INSTRUCTIONS TO FOLLOW –
Copy the stretch of the listing from its first line through the line containing "[[196, 123]]", reproducing every line without change.

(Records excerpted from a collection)

★ ★ ★ ★ ★ ★ ★

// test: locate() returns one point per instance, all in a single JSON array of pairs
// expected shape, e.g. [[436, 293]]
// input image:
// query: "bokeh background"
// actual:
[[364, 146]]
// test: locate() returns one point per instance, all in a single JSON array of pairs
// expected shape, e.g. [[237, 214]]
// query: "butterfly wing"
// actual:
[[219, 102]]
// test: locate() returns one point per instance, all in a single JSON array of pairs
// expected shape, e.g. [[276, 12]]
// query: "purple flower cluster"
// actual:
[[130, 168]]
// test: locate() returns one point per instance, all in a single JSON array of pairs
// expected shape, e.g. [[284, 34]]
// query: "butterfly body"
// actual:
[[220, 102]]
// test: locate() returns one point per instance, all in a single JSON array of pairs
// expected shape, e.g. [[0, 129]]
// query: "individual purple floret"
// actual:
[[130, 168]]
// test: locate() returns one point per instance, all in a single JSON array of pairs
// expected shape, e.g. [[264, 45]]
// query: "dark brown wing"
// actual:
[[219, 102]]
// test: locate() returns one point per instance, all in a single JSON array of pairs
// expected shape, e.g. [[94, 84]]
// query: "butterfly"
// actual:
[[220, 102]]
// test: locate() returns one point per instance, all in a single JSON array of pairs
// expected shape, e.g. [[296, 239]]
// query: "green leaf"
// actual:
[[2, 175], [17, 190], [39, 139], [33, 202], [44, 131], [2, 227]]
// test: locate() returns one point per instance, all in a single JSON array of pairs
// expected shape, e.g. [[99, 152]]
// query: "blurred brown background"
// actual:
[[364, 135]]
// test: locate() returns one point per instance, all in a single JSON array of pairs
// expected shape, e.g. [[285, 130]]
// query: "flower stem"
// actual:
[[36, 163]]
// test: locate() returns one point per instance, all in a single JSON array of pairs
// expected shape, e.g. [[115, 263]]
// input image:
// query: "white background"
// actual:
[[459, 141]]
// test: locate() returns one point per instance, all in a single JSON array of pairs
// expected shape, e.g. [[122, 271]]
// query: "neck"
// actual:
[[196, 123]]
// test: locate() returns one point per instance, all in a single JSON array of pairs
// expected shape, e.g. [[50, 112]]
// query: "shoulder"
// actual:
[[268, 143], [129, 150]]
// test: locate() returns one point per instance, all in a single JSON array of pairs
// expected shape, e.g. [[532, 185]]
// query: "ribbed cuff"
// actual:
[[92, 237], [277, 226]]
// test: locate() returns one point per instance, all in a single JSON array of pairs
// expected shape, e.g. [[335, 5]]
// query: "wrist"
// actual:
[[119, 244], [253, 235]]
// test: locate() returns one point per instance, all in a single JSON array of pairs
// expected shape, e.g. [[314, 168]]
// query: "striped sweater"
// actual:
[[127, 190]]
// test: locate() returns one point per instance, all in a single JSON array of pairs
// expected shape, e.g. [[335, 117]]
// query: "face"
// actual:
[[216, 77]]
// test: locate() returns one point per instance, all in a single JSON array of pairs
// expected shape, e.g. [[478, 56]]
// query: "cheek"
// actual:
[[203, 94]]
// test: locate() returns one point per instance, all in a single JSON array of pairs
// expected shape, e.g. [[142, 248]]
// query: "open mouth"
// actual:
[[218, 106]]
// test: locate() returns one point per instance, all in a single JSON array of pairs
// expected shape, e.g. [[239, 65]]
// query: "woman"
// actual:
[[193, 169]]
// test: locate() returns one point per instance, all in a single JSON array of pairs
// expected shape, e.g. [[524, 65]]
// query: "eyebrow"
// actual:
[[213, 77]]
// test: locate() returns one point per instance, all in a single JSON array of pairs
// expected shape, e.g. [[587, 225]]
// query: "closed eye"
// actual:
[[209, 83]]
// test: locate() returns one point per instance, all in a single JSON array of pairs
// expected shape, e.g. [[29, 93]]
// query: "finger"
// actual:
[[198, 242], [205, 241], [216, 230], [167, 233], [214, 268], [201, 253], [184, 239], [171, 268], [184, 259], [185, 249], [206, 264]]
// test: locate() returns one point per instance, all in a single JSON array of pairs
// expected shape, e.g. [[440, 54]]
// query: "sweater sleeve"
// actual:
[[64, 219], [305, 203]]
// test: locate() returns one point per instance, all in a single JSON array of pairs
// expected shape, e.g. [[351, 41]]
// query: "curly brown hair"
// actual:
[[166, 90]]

★ ★ ★ ★ ★ ★ ★

TASK RESULT –
// test: locate() returns one point per instance, all in a single JSON array of pairs
// expected shape, e.g. [[436, 293]]
// input image:
// query: "bokeh background"
// actual:
[[364, 146]]
// test: locate() returns one point per instance, all in a single JSON array of pairs
// expected shape, e.g. [[237, 214]]
// query: "butterfly wing"
// actual:
[[219, 102]]
// test: locate() returns one point per instance, all in a single JSON array of pairs
// expected shape, e.g. [[276, 12]]
// query: "purple flower cluster"
// actual:
[[130, 168]]
// test: locate() returns one point per instance, all in a single JSON array of pairs
// expected shape, e.g. [[284, 34]]
// query: "butterfly body"
// actual:
[[220, 102]]
// test: locate() returns one point per instance, all in a single JSON array of pairs
// expected shape, e.g. [[0, 129]]
// query: "individual purple floret"
// actual:
[[130, 168]]
// test: locate() returns one point per instance, all in a single JSON array of pairs
// expected shape, e.g. [[264, 45]]
// query: "dark brown wing"
// actual:
[[219, 102]]
// test: locate() returns one point per instance, all in a single JSON array of pairs
// expected shape, e.g. [[94, 84]]
// query: "butterfly"
// actual:
[[220, 102]]
// test: locate() returns one point per instance, all in a single JSON array of pairs
// expected shape, e.g. [[296, 239]]
// query: "green leaf"
// actual:
[[2, 175], [17, 190], [39, 139], [33, 202], [44, 131], [2, 227]]
// test: locate() returns one point per instance, all in a single JSON array of pairs
// expected shape, e.g. [[99, 152]]
// query: "blurred brown background"
// actual:
[[364, 135]]
// test: locate() returns one point per instance, all in a single JSON array of pairs
// expected shape, e.g. [[285, 130]]
// query: "flower stem"
// actual:
[[36, 163]]
// test: locate() returns one point per instance, all in a single JSON array of pairs
// expected shape, e.g. [[115, 263]]
// input image:
// query: "white background"
// actual:
[[459, 141]]
// test: locate() returns one point per instance, all in a single JSON array of pairs
// expected shape, e.g. [[122, 271]]
// query: "neck"
// actual:
[[196, 123]]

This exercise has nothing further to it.